• Görev listesi:
**a)** Cemal Safi yazısına göre şu soruları yanıtla:
(i) Cemal Safi, yazarın yönettiği şiir şölenine kiminle birlikte gelmişti?
(ii) Cemal Safi'nin bürosu hangi semtteydi?
(iii) Yayımlanan kitabın adı neydi?
**b)** Satırlarda "Mark the nicobar" içeren satırla başlayıp satırların sonuna kadar süren bölümde "coverage chart" ifadesini "coverage map" ile değiştirerek bu satırları yeniden yaz, başka hiçbir şeye dokunma. Resimleri yanıta alma.

Dillerdeki Şarkıların Güftekârı CEMAL SAFİ

BAŞKENT’TEN SELAM

 

Dillerdeki Şarkıların Güftekârı CEMAL SAFİ

 

            Şair Cemal Safi, son yıllarda ünlü ses sanatçılarının okuyup, meşhur ettikleri bazı şarkıların güfte yazarı olarak şöhrete ulaştı. Fakat ben onu, o şarkılardan çok önce, birbirinden güzel şiirleriyle tanıdım.

            Yıllar önce bir gün, Türk Kooperatifçilik Kurumu salonunda yönettiğim bir şiir şölenine, Ayhan İnal ile birlikte gelmişti. Şiiri, şiirselliğiyle orantılı biçimde okumuyordu ama şiir yapısı ve dizeleri güçlü şiirler okuyordu. Sonraları çeşitli dergilerde çıkan şiirlerini ilgiyle okumaya başladım. Güçlü bir şairdi. Zaman zaman, evimin de bulunduğu Aydınlıkevler’deki bürosuna uğradım. Bana yeni yazdığı ve henüz yayımlanmamış olan şiirlerini okuyordu. Basit, fakat çarpıcı dizelerle örüyordu şiirini. Kimi ünlü şairlerden çok daha şairdi. Bir gün, “Cemal Bey, bir kitapta toplayalım şu şiirlerinizi” dediğimde, hiç eksik olmayan sonsuz tevazuu ile “hocam, daha çok erken, hele dur bakalım…” demişti. Oysa tepeden tırnağa şairdi, Cemal Safi…

            Nihayet, şahsen benim yayımlanmasını çok arzu ettiğim kitabı yayımlandı. Adı da “Vurgun” idi. Hani şu, Muazzez Abacı’yı da yeniden üne ulaştıran şarkının sözlerinden mülhem…

                        VURGUN

                        Gözlerim uykuyla barışık sanma!

                        Sen gittin gideli dargın sayılır.

                        Ben de bir zamanlar sevildim amma,

                        Seninki düpedüz vurgun sayılır!..

 

                        Yalan mı söyledin göz göre göre?

                        Ne zaman dolacak verdiğin süre?

                        Gönülden gördüğüm takvime göre,

                        Aldığım her nefes bir gün sayılır…

 

                        Armağan ettiğin kutsal mendile

                        Akarken içimi dağlayan çile,

                        Manavgat denilen çağlayan bile,

                        Benim göz yaşımdan durgun sayılır!..

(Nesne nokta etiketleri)
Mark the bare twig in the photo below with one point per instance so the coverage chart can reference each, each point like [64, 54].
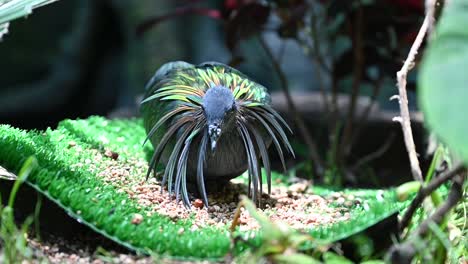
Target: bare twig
[404, 119]
[425, 191]
[405, 252]
[430, 13]
[303, 130]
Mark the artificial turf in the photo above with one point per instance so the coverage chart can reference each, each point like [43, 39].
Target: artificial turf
[109, 211]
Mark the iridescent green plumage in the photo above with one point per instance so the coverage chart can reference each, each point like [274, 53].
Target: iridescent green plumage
[177, 117]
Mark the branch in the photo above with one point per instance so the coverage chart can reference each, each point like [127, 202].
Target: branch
[425, 191]
[404, 119]
[404, 253]
[304, 131]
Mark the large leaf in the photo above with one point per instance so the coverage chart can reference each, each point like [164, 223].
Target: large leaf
[443, 80]
[70, 173]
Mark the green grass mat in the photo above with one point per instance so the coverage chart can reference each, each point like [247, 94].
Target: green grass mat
[68, 175]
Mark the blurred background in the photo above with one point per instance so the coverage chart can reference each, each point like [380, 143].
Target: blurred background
[337, 60]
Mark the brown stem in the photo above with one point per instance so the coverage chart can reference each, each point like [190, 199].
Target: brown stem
[405, 252]
[303, 130]
[404, 118]
[425, 191]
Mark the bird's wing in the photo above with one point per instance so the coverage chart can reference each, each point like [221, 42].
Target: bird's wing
[165, 69]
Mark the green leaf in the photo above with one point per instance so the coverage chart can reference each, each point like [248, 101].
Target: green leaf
[443, 79]
[295, 258]
[13, 9]
[332, 258]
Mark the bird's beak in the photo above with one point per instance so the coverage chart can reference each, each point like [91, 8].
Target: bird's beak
[214, 131]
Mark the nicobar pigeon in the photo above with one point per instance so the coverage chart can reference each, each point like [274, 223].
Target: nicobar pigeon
[210, 123]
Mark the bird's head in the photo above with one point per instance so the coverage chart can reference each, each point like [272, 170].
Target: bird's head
[219, 107]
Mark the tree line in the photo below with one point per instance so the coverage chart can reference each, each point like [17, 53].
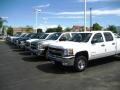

• Yanıtlar:
**a)**
(i) Ayhan İnal ile.
(ii) Aydınlıkevler'de.
(iii) Vurgun.

**b)**
Mark the nicobar pigeon in the photo above with one point per instance so the coverage map can reference each, each point like [274, 223].
Target: nicobar pigeon
[210, 123]
Mark the bird's head in the photo above with one point per instance so the coverage map can reference each, each point like [272, 170].
Target: bird's head
[219, 107]
Mark the tree line in the photo below with one point per instance so the coverage map can reference each, each point like [17, 53].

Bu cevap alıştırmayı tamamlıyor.